- [INSTRUCTION 1]
Answer these questions about the passage on building healthy belonging, using only what it states.
(a) Since roughly when has the feeling of belonging influenced us?
(b) Which three natural traits in kids should appropriately challenging questions draw upon?
(c) According to recent brain imaging research, what happens to the connected areas of the brain with enough consistent repetition?
- [INSTRUCTION 2]
Extend the passage on building healthy belonging, starting after its final sentence.

- [GIVEN PASSAGE]
Build Healthy BELONGING

Healthy belonging is a necessary growth factor.

Belonging.  It’s a feeling… a feeling that has a powerful influence on everyone’s life.  We all know when we feel that we belong, and we all know when we don’t feel that we belong. (And “all” definitely includes young children.)

That feeling of belonging is one of the most fundamental needs that subtly, but powerfully, influences all of us … and it has always influenced us, pretty much from Day 1 of our lives. 

Healthy belonging must be nurtured.
BELONGING is a deep-rooted need that must be developed in healthy ways starting at the youngest ages.

 

The instinct to belong is as natural as breathing.  What we want and need to belong to can and does differ widely as we grow, which is a good thing and makes a lot of sense – right?!    But …

… as young ones, just starting out in the new adventures of preschool, kindergarten and first grade, discovering shared values, feelings and instincts with classmates and peers is a powerful approach to building the healthiest kind of belonging. The kind of belonging that – very long term – can help to neutralize feelings of isolation that, research has shown, are one of the deep-rooted influences that, so heartbreakingly, result – later on – in school shootings and student suicides.    

Healthy belonging can help to neutralize the negative effects of isolation.
Building healthy BELONGING is one very positive way to reduce the isolation that research confirms is part of the cause of school shooters’ motivations.

What kinds of values, feelings and instincts can young children discover that they share, so that ‘belonging’ is naturally built within the day-to-day dynamics of their class?   

Here’s the answer to that question, and it’s an answer that can enrich every teachers’ class management … making class management much, much easier:  Present groups of kids with appropriately challenging questions that evoke, that draw upon kids’ own hard-wired •empathy, kids’ own •ability to distinguish what’s fair and what’s not, and kids’ natural •instinct to ‘tell it like it is.’

When young children are provided with multiple opportunities to collaboratively discover solutions to challenges with which they’re all familiar, during times in which none of them (this is important, of course) … none of them is ever made to feel defensive – even when those familiar challenges are extremely, even exhaustingly, familiar … When young children are provided with multiple opportunities to collaboratively discover solutions they respond with solutions that invariably surprise and delight teachers. 

Healthy shared experiences build healthy belonging.
Recent brain imaging research shows that when humane instincts are activated and engaged, all associated areas of the brain connect and, with enough consistent repetition, become integrated.

Recent brain imaging research has demonstrated that when the brain contemplates and combines distinct pieces of information – for example: the ‘what, where, when, why and how’ of specific events, different areas of the brain are activated and connect. When different sensibilities and humane instincts are also activated and engaged within those same exercises, all of those areas of the brain connect and, with enough consistent repetition, become integrated. When that kind of healthy, creative and constructive brain activity is shared amongst peers, is it so difficult to appreciate how much more effective at building belonging that is as compared to passive or rote learning experiences?

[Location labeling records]

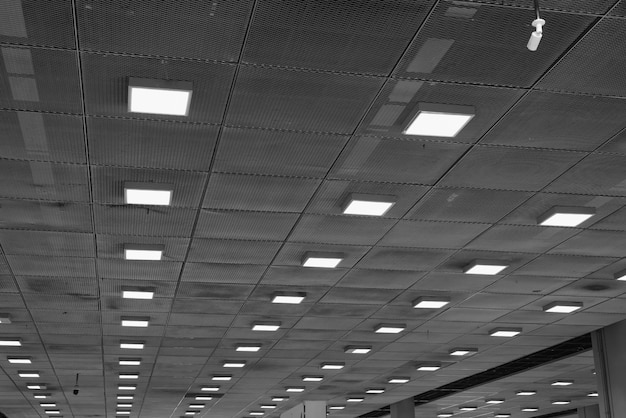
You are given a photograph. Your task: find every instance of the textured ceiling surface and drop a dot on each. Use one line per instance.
(296, 105)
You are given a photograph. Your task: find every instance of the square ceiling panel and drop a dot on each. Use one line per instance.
(347, 35)
(485, 44)
(300, 100)
(212, 30)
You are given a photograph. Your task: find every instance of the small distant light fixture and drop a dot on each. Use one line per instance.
(322, 259)
(143, 252)
(430, 302)
(132, 345)
(357, 349)
(19, 360)
(440, 120)
(266, 326)
(428, 367)
(563, 383)
(464, 351)
(368, 205)
(253, 348)
(137, 293)
(485, 267)
(134, 321)
(505, 332)
(148, 194)
(390, 328)
(398, 380)
(293, 298)
(333, 366)
(566, 216)
(562, 307)
(234, 363)
(375, 391)
(159, 97)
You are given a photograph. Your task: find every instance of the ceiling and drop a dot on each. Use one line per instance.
(297, 104)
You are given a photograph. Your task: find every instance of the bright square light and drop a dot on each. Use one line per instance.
(390, 328)
(440, 120)
(135, 322)
(253, 348)
(430, 302)
(131, 345)
(143, 252)
(368, 205)
(566, 216)
(505, 332)
(159, 97)
(289, 298)
(147, 194)
(322, 260)
(234, 364)
(354, 349)
(266, 326)
(333, 366)
(562, 307)
(138, 294)
(487, 268)
(19, 360)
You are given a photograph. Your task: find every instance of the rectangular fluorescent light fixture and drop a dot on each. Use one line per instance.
(322, 260)
(138, 294)
(398, 380)
(567, 216)
(562, 307)
(151, 194)
(266, 326)
(131, 321)
(19, 360)
(143, 252)
(390, 328)
(563, 383)
(375, 391)
(130, 362)
(485, 267)
(132, 345)
(357, 349)
(234, 363)
(368, 205)
(159, 97)
(293, 298)
(505, 332)
(463, 351)
(428, 302)
(221, 377)
(439, 120)
(332, 366)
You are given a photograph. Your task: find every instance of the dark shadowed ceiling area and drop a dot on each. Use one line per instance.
(296, 105)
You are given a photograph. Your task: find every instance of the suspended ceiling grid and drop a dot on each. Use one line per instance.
(295, 105)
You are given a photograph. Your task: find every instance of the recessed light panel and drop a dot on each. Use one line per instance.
(566, 216)
(368, 205)
(562, 307)
(159, 97)
(440, 120)
(485, 267)
(322, 260)
(430, 302)
(150, 194)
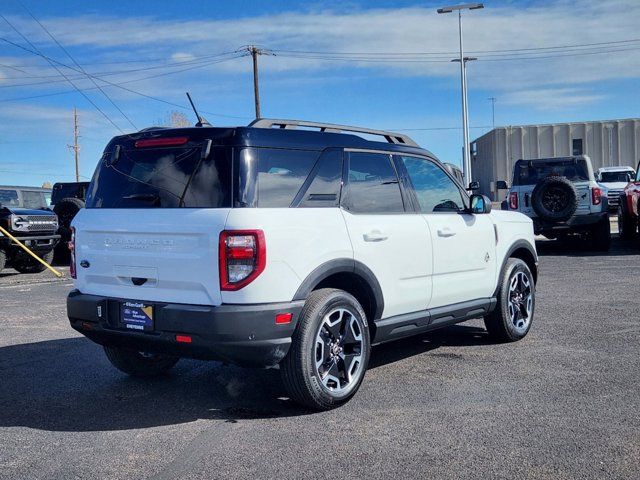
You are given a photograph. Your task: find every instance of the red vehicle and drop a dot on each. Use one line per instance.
(629, 211)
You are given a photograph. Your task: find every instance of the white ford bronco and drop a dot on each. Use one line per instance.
(288, 247)
(562, 198)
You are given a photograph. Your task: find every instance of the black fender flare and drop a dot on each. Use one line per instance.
(342, 265)
(517, 245)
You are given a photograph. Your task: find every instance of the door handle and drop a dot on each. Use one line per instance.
(446, 232)
(374, 236)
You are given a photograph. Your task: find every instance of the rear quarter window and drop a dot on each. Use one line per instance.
(272, 177)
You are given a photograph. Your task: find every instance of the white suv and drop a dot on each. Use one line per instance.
(288, 247)
(562, 197)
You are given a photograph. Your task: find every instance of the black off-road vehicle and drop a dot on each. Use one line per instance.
(67, 199)
(25, 214)
(562, 198)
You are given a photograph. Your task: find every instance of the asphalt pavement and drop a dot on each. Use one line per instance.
(562, 403)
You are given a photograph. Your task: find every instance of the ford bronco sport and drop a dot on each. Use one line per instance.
(290, 248)
(614, 180)
(562, 197)
(25, 214)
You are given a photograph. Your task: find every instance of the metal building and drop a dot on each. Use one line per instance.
(606, 142)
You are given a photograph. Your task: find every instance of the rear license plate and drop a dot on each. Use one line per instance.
(136, 316)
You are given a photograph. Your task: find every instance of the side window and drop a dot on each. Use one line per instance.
(9, 198)
(372, 184)
(323, 188)
(435, 190)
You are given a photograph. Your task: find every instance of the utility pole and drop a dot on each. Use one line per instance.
(493, 110)
(255, 52)
(256, 87)
(75, 147)
(463, 82)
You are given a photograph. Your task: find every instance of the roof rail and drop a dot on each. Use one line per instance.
(390, 137)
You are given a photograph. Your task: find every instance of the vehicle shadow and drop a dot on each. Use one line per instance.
(68, 385)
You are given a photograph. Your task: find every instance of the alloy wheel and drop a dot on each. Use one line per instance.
(520, 301)
(338, 351)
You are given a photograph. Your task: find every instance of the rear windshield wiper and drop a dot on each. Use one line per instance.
(148, 197)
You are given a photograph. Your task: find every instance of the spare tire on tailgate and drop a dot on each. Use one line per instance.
(555, 199)
(66, 209)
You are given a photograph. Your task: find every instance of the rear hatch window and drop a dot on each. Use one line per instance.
(9, 198)
(193, 175)
(531, 172)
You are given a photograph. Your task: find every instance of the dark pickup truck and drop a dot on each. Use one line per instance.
(25, 214)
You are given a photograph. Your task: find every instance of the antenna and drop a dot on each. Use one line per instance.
(201, 120)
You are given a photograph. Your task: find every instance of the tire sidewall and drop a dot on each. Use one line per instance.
(338, 299)
(542, 187)
(514, 266)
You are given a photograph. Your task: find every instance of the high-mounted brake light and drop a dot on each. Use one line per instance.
(513, 200)
(72, 251)
(596, 196)
(242, 257)
(161, 142)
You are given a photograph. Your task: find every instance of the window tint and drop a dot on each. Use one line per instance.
(372, 184)
(324, 190)
(275, 174)
(9, 198)
(31, 199)
(162, 178)
(531, 172)
(435, 190)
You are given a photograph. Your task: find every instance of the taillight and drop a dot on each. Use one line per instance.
(242, 257)
(72, 250)
(596, 196)
(513, 200)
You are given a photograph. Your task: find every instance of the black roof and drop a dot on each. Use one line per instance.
(271, 137)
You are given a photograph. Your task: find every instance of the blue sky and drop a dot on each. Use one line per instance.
(178, 43)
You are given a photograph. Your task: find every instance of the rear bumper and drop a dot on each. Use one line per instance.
(577, 223)
(245, 335)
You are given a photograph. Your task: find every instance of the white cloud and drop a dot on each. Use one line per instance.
(546, 99)
(416, 29)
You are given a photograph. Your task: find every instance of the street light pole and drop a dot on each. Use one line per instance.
(463, 82)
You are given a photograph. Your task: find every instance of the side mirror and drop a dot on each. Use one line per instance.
(480, 204)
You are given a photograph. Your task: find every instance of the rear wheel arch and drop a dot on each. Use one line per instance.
(352, 277)
(525, 252)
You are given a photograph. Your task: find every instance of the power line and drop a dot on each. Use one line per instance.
(62, 73)
(200, 60)
(633, 40)
(79, 66)
(420, 61)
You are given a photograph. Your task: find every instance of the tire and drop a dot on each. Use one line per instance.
(66, 209)
(25, 264)
(516, 289)
(627, 226)
(318, 372)
(601, 235)
(139, 364)
(555, 199)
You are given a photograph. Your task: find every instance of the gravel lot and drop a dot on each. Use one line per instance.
(562, 403)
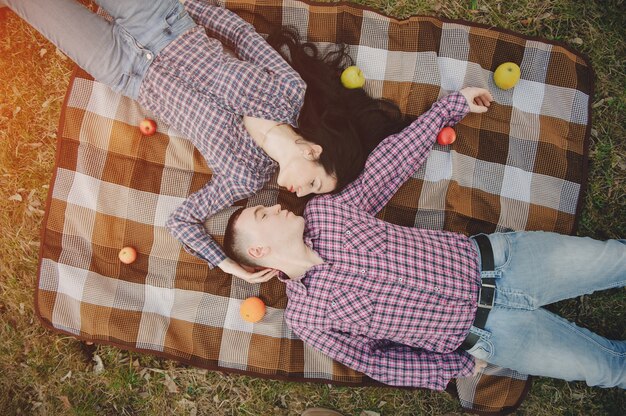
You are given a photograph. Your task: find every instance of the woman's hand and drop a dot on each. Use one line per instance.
(479, 365)
(250, 276)
(479, 99)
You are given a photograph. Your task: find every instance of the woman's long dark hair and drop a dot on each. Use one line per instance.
(347, 123)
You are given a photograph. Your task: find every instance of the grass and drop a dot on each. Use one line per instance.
(44, 373)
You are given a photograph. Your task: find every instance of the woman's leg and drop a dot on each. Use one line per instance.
(152, 24)
(541, 343)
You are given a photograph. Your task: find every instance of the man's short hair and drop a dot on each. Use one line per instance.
(234, 247)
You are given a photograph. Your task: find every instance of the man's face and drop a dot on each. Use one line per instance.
(270, 228)
(303, 175)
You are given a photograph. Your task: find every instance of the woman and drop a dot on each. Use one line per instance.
(247, 114)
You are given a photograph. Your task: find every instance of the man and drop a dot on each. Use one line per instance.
(415, 307)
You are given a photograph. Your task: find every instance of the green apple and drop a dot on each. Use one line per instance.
(352, 77)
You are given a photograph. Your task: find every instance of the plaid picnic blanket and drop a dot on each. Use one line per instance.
(521, 166)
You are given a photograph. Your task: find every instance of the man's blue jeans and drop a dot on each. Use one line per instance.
(534, 269)
(117, 53)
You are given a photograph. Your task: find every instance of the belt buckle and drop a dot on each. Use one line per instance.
(489, 303)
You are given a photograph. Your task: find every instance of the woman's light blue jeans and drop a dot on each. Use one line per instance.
(534, 269)
(117, 53)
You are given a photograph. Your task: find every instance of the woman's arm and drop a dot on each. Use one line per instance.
(268, 74)
(397, 157)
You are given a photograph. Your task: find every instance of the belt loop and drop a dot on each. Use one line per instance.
(486, 252)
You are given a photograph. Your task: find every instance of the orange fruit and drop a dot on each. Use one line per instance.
(127, 255)
(252, 309)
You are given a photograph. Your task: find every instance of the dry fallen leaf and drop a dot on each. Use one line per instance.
(65, 401)
(169, 384)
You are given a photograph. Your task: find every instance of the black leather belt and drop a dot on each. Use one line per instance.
(487, 290)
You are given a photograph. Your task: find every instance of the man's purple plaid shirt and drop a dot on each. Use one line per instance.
(203, 92)
(392, 302)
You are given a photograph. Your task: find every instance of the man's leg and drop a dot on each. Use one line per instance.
(534, 269)
(541, 343)
(85, 37)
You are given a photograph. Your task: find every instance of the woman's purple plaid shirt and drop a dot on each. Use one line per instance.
(392, 302)
(203, 92)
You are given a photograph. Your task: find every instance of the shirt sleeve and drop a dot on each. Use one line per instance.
(186, 223)
(397, 157)
(258, 84)
(388, 362)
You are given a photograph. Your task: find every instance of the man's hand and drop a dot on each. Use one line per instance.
(479, 99)
(231, 267)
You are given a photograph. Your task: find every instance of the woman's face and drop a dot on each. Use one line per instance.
(303, 175)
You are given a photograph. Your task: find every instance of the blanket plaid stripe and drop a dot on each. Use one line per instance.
(522, 168)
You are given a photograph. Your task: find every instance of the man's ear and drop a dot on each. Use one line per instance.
(312, 151)
(258, 252)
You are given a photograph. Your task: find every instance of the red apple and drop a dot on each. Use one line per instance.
(147, 127)
(446, 136)
(127, 255)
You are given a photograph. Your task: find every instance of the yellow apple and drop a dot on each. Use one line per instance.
(127, 255)
(506, 75)
(352, 77)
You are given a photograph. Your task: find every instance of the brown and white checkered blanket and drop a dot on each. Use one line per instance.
(520, 166)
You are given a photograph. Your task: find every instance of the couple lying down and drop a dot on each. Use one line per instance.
(405, 306)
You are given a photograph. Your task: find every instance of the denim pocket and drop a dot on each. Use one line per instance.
(483, 349)
(174, 14)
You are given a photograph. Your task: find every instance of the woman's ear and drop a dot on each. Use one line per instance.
(312, 151)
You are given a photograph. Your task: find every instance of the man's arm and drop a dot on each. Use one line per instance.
(388, 362)
(262, 83)
(398, 156)
(186, 223)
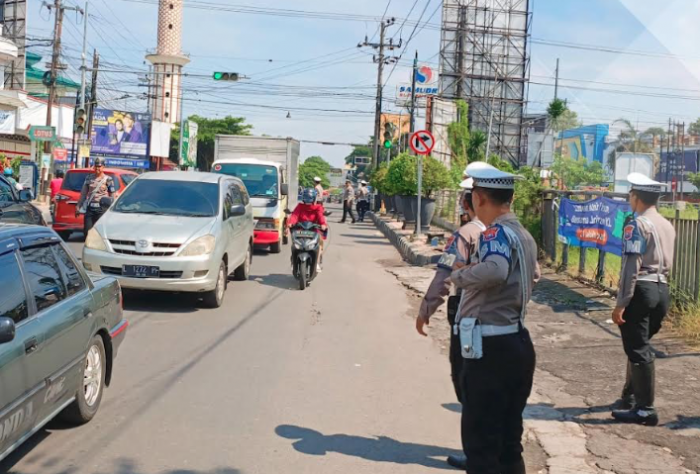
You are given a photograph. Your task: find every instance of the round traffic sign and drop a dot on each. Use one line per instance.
(422, 142)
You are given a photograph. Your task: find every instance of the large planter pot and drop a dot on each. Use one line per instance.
(427, 211)
(409, 210)
(399, 206)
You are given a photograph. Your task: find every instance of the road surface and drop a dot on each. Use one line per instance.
(329, 380)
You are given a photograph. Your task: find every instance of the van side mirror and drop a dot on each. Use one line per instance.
(7, 330)
(26, 195)
(237, 210)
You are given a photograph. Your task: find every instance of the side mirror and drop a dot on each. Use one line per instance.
(26, 195)
(237, 210)
(105, 202)
(7, 330)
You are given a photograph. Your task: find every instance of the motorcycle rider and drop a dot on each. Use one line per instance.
(308, 210)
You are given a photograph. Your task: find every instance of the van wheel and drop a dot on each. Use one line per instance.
(91, 388)
(242, 273)
(215, 297)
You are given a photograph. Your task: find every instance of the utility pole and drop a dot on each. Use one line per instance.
(413, 95)
(556, 81)
(381, 61)
(93, 97)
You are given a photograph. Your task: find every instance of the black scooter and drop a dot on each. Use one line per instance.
(306, 246)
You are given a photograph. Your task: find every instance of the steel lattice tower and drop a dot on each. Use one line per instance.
(485, 60)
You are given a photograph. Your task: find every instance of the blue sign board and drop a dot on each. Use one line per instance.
(132, 163)
(598, 223)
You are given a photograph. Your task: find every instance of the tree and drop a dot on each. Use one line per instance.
(207, 131)
(312, 167)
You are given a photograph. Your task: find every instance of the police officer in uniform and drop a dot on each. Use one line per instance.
(96, 186)
(643, 297)
(499, 358)
(460, 248)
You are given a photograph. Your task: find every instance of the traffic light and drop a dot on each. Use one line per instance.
(80, 121)
(225, 76)
(388, 135)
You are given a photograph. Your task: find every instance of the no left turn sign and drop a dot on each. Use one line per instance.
(422, 142)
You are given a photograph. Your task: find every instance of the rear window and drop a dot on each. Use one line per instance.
(74, 180)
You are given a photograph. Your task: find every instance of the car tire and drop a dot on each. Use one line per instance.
(92, 382)
(242, 273)
(215, 297)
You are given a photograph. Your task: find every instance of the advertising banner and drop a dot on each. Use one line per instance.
(598, 223)
(115, 132)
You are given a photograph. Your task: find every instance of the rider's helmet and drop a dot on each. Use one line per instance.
(309, 196)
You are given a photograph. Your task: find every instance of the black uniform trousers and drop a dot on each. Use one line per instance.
(494, 398)
(91, 218)
(643, 318)
(347, 209)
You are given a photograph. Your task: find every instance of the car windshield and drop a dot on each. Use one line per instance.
(170, 198)
(260, 180)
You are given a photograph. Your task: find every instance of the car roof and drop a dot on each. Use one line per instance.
(107, 170)
(188, 176)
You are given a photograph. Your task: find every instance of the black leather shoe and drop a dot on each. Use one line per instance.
(458, 462)
(639, 416)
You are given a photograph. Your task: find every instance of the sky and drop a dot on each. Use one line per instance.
(633, 59)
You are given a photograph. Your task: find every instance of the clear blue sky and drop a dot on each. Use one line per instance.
(340, 78)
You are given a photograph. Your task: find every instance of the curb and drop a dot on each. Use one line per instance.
(403, 245)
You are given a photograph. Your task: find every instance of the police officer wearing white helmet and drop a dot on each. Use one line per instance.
(643, 297)
(460, 248)
(499, 358)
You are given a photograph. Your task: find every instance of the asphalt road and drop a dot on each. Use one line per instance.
(329, 380)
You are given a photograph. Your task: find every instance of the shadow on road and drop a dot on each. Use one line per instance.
(123, 466)
(378, 449)
(284, 281)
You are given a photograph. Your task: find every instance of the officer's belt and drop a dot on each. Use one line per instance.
(656, 278)
(488, 330)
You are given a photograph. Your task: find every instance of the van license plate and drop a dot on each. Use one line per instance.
(140, 271)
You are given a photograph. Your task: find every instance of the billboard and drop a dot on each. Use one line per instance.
(119, 133)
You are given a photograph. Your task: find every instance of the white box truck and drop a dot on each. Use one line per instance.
(269, 167)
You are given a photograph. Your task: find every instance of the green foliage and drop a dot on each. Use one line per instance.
(311, 167)
(207, 131)
(467, 146)
(378, 178)
(580, 172)
(402, 176)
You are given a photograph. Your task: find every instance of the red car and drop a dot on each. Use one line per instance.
(64, 220)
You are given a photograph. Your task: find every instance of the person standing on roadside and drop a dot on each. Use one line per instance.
(460, 248)
(643, 297)
(96, 186)
(362, 201)
(348, 198)
(499, 358)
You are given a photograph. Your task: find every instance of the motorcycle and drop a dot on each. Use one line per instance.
(306, 249)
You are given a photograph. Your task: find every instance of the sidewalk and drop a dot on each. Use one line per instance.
(580, 373)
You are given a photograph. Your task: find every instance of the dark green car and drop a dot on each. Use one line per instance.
(59, 334)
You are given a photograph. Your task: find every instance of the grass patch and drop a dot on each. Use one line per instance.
(684, 315)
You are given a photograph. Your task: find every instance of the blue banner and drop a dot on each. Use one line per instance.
(598, 223)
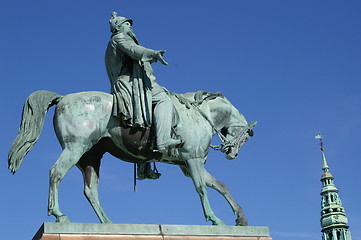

- [ANSWER 1]
(a) Pretty much from Day 1 of our lives.
(b) Their hard-wired empathy, their ability to distinguish what's fair and what's not, and their natural instinct to "tell it like it is."
(c) They become integrated.

- [ANSWER 2]
When groups of children have consistent opportunities to analyze familiar challenges and problems, through a series of respectful and open-ended questions  (yes … truly open-ended questions), they readily stay engaged and interested into the next level of open-ended questions (and again emphasizing: open-ended questions) that invite them to share ideas about possible solutions. 

Typically, a class full of young children ,during these shared opportunities, is a class full of raised hands with answers and solutions that make sense to everyone.  What’s incredibly sweet to experience, as a teacher, is that the kids who have some personal familiarity with a specific challenge or problem (you know, the kids who push, who rarely share, kids who constantly use their outside voices inside, or … you name it)  … those kids actually listen and really take in their classmates’ answers and solutions.  Because, for one reason, they’re not being TALKED TO, so they remain receptive, and for another reason, it’s their peers who are talking – which is much more interesting and relatable than grown-up’s lectures and instructions. Duh.

Back to the concept of building belonging, and I’ll repeat that I’m referring to healthy belonging.  When healthy belonging is prioritized and creatively activated as the binding and strengthening influence for everything else that needs to happen in the classroom, everyone wins – including you, of course … short term, long term and even onto very long term. 

Short term belonging happens within circle time shared discovery opportunities, with kids’ genuine engagement and collaborative contributions. Long term belonging shows up when kids bring their own collaborative solutions onto the playground, into the lunch room and into different learning activities of your classroom.  Very long term belonging is what grows and takes roots over time, because that healthy belonging had a chance to get started as a formative and foundational  influence from kids’ earliest ages.

Healthy belonging requires deep roots.
Deep roots of healthy belonging need to be nurtured from the earliest school experiences.

Obviously, we shouldn’t expect significant results to stick with the snap of our fingers, or with one or two shared thinking circle times – but results do stick when young kids are consistently provided with opportunities to engage in this truly important and mutually respectful way.

The rightness of this kind of approach is validated by kids’ constructive engagement … aaaand by how much you get to learn about, and with, your young students.

Yes, there’s a learning curve – but it’s not steep, and if you’d like some support, please let us know.  That’s WHY we’re here… for you, for your students.

Listen to the podcast (EPISODE 14) of this blog on iTunes, with this link:   https://itunes.apple.com/us/podcast/not-your-normal-social-emotional-learning

Love in the Classroom

Love can be our most practical teaching super power.

I was a teacher for 20+ years, and in that time I discovered, beyond any possible doubt, that  love must be central to what we do and who we are with our students.  I hope you agree, but if you don’t, or if you’re on the fence about bringing love into the classroom, I hope you’ll keep reading.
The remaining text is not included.